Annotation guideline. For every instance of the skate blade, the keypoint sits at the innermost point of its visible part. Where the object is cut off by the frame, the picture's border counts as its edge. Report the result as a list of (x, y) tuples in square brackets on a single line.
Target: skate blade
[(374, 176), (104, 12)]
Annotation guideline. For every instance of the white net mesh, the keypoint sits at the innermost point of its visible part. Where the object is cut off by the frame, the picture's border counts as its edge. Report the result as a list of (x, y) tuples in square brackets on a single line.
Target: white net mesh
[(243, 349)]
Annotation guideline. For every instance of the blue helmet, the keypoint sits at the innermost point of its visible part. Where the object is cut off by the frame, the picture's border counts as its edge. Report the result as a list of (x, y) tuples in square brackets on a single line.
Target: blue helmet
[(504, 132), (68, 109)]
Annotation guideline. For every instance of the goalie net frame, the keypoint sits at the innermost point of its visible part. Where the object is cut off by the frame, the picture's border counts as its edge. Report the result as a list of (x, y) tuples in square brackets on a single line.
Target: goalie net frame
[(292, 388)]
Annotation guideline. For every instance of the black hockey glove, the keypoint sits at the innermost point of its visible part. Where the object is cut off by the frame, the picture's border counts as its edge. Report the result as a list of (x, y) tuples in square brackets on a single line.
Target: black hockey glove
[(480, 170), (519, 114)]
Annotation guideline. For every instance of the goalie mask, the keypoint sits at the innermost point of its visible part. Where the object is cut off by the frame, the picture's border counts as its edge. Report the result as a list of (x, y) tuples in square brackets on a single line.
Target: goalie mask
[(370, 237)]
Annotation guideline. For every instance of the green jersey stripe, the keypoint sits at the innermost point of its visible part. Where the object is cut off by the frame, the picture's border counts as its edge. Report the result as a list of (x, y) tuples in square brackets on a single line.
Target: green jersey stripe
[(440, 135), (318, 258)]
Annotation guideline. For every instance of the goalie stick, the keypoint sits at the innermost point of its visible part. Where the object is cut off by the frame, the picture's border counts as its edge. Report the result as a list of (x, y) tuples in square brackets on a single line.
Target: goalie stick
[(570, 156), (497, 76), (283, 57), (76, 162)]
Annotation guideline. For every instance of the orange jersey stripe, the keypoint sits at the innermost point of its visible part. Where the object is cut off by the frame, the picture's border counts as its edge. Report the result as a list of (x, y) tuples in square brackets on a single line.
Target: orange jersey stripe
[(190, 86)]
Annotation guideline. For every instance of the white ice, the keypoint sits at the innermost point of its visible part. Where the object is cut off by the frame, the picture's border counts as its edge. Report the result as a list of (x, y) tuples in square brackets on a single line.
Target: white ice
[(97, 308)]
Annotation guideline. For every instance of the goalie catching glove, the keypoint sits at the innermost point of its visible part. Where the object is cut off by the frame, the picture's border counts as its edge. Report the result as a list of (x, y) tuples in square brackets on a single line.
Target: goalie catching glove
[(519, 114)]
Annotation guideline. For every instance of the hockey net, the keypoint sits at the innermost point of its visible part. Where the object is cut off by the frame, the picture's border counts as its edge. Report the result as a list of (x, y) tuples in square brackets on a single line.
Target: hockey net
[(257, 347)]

--

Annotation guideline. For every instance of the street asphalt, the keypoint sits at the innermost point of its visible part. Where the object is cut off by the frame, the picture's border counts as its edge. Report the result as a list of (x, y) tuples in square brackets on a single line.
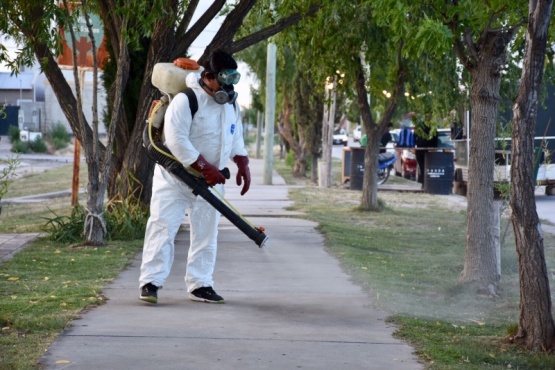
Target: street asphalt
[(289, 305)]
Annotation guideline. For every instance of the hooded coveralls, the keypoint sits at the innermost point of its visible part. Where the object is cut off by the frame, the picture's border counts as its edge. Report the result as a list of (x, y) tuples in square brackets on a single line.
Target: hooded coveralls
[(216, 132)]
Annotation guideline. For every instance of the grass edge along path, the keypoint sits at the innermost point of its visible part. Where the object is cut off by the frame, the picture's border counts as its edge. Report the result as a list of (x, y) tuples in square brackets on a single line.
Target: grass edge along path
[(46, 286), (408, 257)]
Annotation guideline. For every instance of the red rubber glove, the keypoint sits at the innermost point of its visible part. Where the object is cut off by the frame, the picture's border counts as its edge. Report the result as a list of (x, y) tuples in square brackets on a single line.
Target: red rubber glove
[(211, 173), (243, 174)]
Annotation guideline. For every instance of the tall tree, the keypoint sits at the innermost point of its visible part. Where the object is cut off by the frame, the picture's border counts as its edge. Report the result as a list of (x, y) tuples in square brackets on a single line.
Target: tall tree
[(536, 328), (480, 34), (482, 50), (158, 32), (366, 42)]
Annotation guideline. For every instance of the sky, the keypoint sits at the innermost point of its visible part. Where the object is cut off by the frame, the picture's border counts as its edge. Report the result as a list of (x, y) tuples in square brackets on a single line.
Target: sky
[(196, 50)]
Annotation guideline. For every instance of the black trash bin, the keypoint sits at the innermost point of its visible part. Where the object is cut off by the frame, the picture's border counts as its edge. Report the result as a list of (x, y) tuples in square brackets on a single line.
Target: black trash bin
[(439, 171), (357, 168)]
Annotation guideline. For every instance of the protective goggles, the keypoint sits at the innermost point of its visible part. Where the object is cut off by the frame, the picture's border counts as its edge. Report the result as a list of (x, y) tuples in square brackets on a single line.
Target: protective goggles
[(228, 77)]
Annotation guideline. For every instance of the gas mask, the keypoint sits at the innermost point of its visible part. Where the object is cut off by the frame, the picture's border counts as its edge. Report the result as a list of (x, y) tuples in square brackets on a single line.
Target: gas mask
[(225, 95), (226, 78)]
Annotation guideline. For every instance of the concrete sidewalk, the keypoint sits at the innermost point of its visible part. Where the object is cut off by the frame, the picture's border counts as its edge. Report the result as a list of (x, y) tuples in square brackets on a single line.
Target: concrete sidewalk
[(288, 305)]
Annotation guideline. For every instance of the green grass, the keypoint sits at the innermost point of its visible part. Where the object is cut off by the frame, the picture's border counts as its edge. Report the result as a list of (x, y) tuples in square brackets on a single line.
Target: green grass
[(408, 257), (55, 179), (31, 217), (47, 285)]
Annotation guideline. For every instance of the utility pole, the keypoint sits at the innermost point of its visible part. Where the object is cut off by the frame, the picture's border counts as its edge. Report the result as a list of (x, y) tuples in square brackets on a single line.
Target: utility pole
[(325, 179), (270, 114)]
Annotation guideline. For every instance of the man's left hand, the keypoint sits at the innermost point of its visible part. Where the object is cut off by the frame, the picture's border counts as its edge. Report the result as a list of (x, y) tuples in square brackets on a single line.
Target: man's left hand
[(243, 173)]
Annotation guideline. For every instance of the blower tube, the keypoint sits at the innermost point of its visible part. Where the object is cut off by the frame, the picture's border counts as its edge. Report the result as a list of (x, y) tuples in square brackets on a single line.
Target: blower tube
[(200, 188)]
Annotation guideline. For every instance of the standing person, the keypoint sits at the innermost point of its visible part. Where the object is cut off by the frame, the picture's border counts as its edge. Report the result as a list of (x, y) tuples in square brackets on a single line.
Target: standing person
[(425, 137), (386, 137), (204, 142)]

...

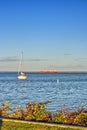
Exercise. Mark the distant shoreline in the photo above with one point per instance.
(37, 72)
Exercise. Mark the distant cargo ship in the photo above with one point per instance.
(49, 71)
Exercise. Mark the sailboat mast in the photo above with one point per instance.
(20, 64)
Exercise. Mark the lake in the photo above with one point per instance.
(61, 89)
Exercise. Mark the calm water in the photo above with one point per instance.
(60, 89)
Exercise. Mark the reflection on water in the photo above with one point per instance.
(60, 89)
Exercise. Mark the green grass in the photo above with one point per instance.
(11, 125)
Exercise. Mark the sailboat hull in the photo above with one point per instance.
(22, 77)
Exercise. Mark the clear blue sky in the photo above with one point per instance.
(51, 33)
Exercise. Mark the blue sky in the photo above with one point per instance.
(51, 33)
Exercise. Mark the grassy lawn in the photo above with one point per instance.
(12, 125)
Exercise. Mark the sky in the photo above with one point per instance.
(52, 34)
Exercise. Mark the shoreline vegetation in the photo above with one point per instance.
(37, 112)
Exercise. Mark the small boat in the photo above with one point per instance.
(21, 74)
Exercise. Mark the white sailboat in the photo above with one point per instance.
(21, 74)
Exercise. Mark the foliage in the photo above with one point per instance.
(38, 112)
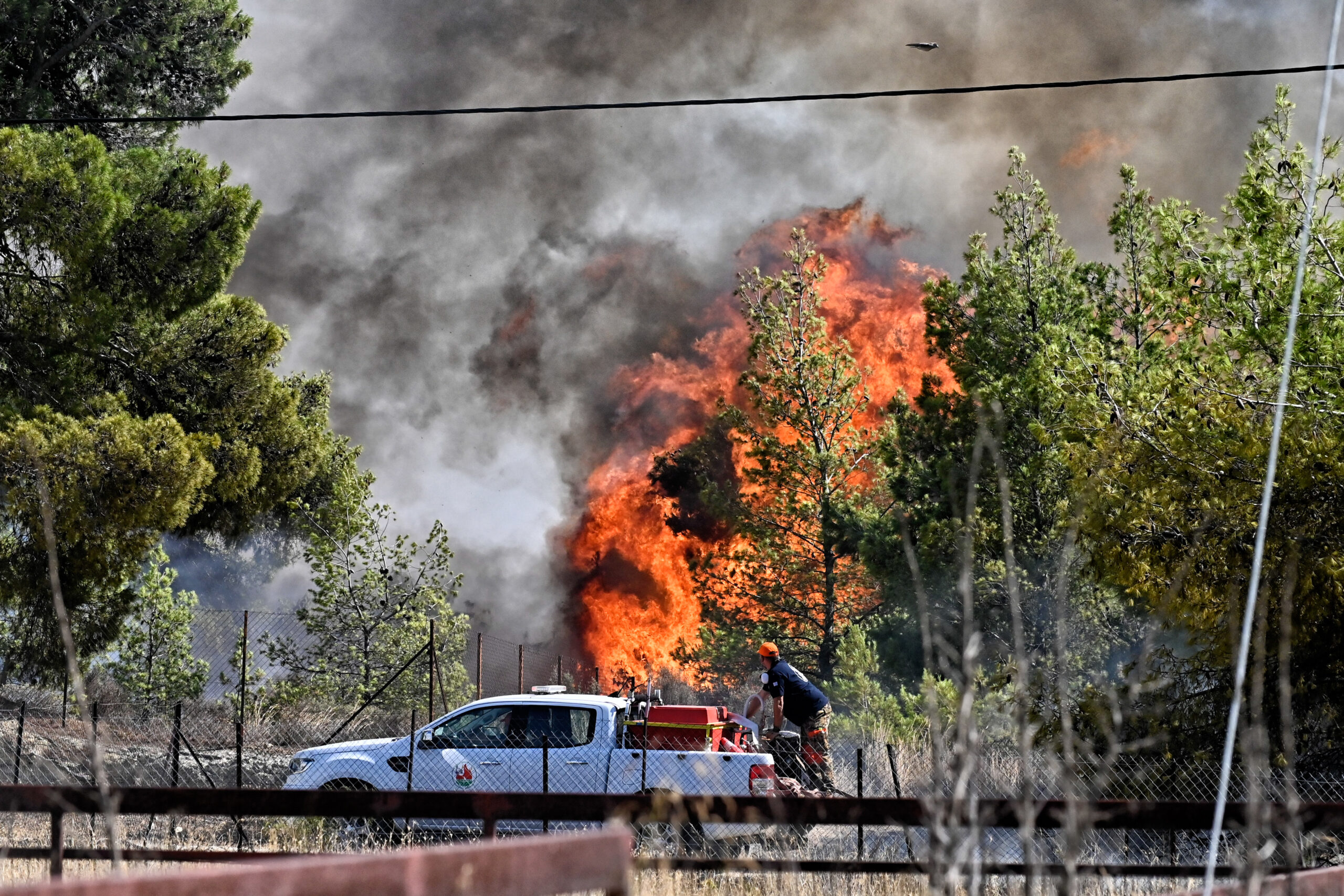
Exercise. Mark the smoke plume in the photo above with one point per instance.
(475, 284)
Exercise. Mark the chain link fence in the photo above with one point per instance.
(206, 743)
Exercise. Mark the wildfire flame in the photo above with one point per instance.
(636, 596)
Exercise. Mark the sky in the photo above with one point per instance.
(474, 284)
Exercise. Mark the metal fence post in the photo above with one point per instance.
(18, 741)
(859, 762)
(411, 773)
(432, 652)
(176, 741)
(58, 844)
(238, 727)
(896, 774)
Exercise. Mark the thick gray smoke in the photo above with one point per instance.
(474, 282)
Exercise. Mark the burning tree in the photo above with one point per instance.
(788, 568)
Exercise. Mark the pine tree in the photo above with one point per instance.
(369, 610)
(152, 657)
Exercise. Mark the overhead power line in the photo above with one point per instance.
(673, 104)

• Problem requirements
Please copy the rows starting at the line containing "Annotation guideline. For every instance of the green jersey" and ending at the line containing "[(257, 347)]", both included, keeping the requests as they are. Multiply every point coordinate in the answers by 0.55 and round to whole numbers, with halves rounded up.

• Exercise response
Annotation guideline. For every instance of the green jersey stripe, the keypoint sits at the innermost point of its visible part. Where the object is cut off by the frame, the picture's border counts as its edge. Report the result as a list of (x, y) tuples in square brackets on a single line.
Target: green jersey stripe
[(242, 74), (175, 142)]
Annotation guideline. For every instance of the goalie stick, the keypoint sits at the innermost point of its visible part. Where the object is cut off by the frame, the picture's border counts as its edge. Report the result as a list of (x, y) tuples in square brackets on a single line.
Target: goalie stick
[(314, 86), (273, 42), (156, 31), (42, 89)]
Annotation guideline. For every instance of the orange jersey stripe, the keypoint sits at the innermost point of its visible part. Where the object is cut off by the frame, the picture's border counts as its edge. Report the result as a list of (x, y) tuples in square brackets on a single line.
Target: orange jersey stripe
[(105, 47)]
Annotation guideline. For every instance of the white ice, the keypoint sits at the innermost point of its visible part. Where the object is cut off by the frame, the picture's border counts as its edge. Report the result as a list of (x, y) tuples in square brackets on a single line.
Target: white ice
[(53, 169)]
Annotation guideline. For every instance of the goalie catching glove, the keypoint sits at the innermost point of its visible part. Where the object is cut off by the frame, the picture's border counts as its edge. Report the result as a list of (x, y) tuples in square brackets on a single line.
Target: goalie catching glove
[(285, 63)]
Annotation guideline. For every instance of the hockey net, the keypoint sits at the innermost point of its visible part. Where the object is cut off by the frame, the picture's border counts as its edge. Report the result as a list of (x, y) tuples in square brackets on a single line.
Target: hockey net
[(141, 191)]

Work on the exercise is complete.